§ **SHORT EXERCISE**
Can you locate every line in the records below that contains the string "blurred", with case counting, and copy each of those lines out?

#### EXTRACTED RECORDS ####

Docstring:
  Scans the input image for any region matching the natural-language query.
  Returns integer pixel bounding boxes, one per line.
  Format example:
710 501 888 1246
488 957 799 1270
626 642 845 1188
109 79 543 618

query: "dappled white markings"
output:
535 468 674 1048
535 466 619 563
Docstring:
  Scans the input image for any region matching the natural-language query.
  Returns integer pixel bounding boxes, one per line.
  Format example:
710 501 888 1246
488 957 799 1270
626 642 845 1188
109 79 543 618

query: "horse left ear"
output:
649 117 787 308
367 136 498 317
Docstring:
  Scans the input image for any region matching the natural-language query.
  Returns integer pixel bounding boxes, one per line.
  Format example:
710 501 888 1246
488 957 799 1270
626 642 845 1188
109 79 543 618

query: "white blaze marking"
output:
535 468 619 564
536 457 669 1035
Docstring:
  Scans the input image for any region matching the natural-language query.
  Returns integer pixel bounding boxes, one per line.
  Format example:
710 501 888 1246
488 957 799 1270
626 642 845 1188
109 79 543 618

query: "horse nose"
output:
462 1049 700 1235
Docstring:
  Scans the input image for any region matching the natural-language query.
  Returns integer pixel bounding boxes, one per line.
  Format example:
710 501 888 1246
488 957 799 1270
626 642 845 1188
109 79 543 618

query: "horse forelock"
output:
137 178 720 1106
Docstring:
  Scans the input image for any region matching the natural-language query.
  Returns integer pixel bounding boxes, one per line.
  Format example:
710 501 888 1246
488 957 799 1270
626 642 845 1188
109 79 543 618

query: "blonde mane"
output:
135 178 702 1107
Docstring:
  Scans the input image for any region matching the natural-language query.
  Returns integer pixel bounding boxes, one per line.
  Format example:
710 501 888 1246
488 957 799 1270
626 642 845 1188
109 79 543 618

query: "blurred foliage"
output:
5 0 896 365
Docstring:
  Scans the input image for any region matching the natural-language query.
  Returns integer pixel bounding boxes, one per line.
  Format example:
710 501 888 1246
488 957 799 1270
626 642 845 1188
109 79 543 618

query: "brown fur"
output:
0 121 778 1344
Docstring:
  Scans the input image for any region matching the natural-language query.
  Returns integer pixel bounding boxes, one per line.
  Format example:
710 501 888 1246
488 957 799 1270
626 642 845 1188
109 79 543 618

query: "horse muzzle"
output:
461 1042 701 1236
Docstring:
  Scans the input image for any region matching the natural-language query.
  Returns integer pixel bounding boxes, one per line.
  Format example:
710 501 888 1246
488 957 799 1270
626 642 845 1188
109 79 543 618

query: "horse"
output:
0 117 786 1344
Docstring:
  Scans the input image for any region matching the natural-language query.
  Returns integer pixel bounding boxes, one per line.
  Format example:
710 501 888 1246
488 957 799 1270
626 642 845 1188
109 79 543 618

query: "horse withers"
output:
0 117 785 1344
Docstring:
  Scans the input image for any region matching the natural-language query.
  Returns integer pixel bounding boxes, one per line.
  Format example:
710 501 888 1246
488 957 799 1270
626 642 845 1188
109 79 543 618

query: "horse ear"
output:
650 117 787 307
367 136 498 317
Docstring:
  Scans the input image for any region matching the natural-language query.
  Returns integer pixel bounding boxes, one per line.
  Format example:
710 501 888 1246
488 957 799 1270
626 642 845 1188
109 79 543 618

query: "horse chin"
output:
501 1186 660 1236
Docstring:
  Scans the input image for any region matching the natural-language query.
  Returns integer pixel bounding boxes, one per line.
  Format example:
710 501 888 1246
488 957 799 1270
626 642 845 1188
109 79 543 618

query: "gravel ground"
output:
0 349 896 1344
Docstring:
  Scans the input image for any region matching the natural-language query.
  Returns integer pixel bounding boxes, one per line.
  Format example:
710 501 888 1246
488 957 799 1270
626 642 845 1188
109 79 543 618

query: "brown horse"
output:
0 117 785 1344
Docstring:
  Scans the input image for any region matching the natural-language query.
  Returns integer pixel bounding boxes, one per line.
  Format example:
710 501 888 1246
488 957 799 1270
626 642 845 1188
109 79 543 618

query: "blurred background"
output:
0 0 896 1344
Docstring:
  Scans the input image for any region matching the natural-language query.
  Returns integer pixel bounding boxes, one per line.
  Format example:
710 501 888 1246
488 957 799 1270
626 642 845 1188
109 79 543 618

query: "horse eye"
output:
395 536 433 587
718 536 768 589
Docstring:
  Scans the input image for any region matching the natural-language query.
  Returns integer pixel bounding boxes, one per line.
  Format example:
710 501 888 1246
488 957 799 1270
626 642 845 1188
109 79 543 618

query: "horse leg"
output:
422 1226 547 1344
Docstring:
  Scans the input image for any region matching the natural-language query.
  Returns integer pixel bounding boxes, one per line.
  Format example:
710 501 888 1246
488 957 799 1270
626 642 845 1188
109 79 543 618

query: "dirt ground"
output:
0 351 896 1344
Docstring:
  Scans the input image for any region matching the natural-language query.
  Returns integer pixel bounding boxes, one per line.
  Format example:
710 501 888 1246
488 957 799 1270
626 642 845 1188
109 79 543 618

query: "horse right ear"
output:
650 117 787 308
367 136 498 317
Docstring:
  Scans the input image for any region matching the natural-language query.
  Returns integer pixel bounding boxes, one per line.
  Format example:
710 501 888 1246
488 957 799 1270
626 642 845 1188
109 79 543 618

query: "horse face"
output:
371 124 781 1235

####
#### EXTRACTED RECORDS ####

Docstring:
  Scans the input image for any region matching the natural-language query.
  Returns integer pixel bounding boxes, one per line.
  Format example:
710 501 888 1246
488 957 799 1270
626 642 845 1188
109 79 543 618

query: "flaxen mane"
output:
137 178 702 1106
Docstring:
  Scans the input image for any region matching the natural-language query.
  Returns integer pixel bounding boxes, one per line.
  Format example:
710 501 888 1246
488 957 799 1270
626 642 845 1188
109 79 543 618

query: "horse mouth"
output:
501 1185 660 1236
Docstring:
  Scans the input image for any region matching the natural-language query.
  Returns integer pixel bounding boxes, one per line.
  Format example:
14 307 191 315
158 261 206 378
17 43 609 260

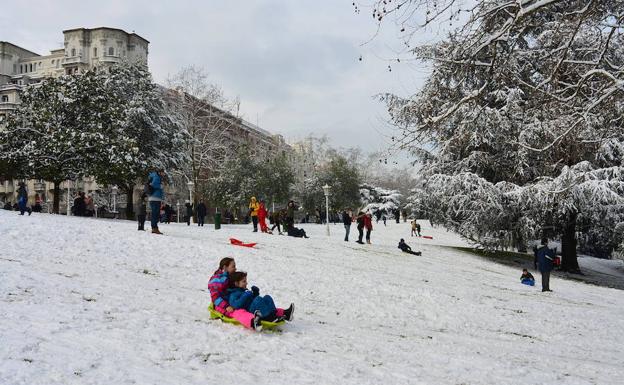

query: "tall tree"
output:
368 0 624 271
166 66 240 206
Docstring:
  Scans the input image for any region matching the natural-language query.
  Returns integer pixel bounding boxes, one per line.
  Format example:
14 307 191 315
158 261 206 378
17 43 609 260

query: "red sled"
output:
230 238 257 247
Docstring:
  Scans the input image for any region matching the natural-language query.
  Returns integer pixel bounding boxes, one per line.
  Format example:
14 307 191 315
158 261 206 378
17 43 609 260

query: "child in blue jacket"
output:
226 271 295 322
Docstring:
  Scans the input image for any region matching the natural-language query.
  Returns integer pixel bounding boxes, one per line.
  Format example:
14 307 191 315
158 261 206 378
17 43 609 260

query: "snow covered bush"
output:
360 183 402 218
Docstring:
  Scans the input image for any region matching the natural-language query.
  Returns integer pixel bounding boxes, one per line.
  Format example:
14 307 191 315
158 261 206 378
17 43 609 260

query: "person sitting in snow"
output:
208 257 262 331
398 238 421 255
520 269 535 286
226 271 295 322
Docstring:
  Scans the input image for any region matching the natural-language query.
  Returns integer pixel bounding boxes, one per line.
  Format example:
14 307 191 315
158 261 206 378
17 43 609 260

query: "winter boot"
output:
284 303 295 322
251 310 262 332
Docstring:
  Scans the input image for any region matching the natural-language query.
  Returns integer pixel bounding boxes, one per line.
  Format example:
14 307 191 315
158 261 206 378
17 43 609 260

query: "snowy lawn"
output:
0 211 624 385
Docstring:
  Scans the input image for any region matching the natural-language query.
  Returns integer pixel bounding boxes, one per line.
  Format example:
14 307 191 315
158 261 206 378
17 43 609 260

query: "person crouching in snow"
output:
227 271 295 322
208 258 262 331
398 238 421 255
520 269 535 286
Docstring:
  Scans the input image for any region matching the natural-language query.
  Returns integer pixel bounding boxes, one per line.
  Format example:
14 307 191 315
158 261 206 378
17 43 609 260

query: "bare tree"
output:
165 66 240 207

####

§ **FINISHED EXERCISE**
query: "blurred foliage"
query: "blurred background"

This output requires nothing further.